**WRITTEN INSTRUCTION**
Please scale the entries starting at the line containing "Place one point per instance of the woman's face." and ending at the last entry: rewrite only those lines, requests included, with each point coordinate multiplied by 1.3 and rounded to a whole number, halves up. Leave the request wording unchanged.

**RAW DATA**

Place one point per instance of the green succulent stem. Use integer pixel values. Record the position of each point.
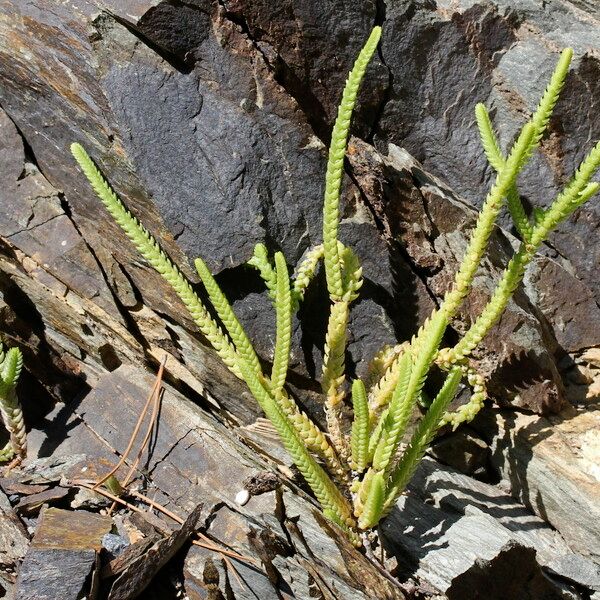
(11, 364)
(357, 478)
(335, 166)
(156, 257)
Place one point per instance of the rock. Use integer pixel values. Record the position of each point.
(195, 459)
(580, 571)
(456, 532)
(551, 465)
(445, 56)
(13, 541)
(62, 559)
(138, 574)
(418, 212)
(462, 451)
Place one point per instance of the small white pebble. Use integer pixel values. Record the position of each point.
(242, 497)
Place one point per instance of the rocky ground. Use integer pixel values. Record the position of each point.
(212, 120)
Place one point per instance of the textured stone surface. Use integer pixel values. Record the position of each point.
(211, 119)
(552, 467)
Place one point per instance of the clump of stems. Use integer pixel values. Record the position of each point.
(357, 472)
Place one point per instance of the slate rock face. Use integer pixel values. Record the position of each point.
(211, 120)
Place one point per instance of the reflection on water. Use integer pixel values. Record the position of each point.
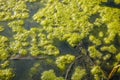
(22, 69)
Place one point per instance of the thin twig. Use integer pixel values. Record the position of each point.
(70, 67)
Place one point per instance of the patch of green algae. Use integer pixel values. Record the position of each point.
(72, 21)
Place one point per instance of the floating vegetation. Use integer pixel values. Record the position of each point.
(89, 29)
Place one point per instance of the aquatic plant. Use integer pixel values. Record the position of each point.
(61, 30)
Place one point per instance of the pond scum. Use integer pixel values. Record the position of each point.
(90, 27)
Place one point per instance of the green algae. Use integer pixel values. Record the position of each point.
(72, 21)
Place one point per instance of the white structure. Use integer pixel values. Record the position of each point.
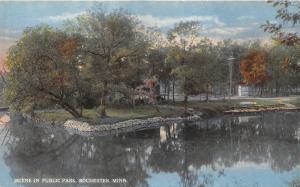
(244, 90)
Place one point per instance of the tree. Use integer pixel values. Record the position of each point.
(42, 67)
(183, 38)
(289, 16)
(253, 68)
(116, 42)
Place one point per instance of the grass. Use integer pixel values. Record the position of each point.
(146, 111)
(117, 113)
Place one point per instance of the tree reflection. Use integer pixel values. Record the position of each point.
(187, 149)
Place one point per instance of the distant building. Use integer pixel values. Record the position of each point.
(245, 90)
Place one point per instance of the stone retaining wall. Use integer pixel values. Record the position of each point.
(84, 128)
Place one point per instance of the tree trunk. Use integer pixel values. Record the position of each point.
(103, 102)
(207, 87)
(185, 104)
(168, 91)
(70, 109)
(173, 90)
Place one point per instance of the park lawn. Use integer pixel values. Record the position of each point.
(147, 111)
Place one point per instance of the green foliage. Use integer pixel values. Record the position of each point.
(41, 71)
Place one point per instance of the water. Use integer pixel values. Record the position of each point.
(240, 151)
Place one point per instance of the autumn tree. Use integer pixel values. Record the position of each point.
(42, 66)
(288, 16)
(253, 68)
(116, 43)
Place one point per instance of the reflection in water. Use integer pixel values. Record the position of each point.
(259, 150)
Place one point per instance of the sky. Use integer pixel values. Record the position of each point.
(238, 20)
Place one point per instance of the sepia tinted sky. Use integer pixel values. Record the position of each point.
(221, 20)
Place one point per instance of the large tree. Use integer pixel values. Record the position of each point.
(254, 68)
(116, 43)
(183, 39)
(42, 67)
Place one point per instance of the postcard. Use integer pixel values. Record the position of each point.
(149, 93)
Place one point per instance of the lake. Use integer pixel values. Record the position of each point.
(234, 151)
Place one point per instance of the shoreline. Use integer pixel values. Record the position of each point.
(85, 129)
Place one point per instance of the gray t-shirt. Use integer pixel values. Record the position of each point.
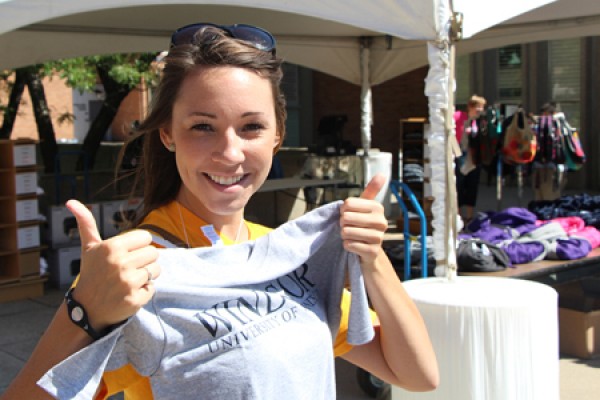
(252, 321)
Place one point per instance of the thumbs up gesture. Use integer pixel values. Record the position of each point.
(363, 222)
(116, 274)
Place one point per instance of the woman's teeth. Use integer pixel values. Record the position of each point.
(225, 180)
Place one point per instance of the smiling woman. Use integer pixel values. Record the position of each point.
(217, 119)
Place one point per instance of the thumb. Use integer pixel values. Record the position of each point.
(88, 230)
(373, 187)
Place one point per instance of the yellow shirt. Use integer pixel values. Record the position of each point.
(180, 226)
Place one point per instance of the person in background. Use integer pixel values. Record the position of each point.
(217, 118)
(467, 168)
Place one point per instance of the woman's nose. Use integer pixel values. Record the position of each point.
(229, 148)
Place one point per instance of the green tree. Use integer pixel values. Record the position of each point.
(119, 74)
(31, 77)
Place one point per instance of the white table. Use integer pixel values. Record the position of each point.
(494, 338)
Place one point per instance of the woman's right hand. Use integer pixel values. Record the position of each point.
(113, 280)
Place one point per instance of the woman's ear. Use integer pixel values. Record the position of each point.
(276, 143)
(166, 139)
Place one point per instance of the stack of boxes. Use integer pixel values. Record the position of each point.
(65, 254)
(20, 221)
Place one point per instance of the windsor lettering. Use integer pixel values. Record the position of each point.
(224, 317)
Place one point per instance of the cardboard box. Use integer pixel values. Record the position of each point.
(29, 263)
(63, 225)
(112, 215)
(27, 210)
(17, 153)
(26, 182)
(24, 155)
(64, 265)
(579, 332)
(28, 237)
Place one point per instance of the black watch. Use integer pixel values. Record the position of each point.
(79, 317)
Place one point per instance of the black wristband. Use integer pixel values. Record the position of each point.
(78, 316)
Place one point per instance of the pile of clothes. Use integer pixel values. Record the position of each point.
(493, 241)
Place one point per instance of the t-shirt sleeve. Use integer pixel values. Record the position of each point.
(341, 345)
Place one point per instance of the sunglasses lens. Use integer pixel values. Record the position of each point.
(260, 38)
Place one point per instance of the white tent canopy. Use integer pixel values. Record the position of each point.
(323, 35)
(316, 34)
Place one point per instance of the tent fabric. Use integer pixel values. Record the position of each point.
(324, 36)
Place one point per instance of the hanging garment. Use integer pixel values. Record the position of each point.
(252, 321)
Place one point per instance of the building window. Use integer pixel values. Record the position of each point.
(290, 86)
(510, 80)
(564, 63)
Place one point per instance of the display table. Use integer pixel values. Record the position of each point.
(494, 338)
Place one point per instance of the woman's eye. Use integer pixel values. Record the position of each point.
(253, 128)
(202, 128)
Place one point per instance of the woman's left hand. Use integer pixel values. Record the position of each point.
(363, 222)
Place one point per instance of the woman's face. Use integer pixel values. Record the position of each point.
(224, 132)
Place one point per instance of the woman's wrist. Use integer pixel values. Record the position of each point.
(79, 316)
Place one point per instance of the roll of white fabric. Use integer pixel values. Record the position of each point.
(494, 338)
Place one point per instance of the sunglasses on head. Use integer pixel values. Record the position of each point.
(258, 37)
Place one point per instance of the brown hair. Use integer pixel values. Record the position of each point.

**OUTPUT FOR THIS EXERCISE**
Place one point per instance of the woman's face. Use integer pixel values. Record the position of each point.
(291, 172)
Place one point per instance of the woman's wrist. Use integer pixel values. Record the position of each point.
(103, 411)
Place one point per instance of the roll of white fabric. Use integer pixel values. Record the position of each point.
(642, 439)
Place one point per instance of the sunglasses on head. Use integer pixel values. Record the position of each point.
(335, 48)
Place one point per instance of the brown hair. Use integer pixel values. Record the position of each point.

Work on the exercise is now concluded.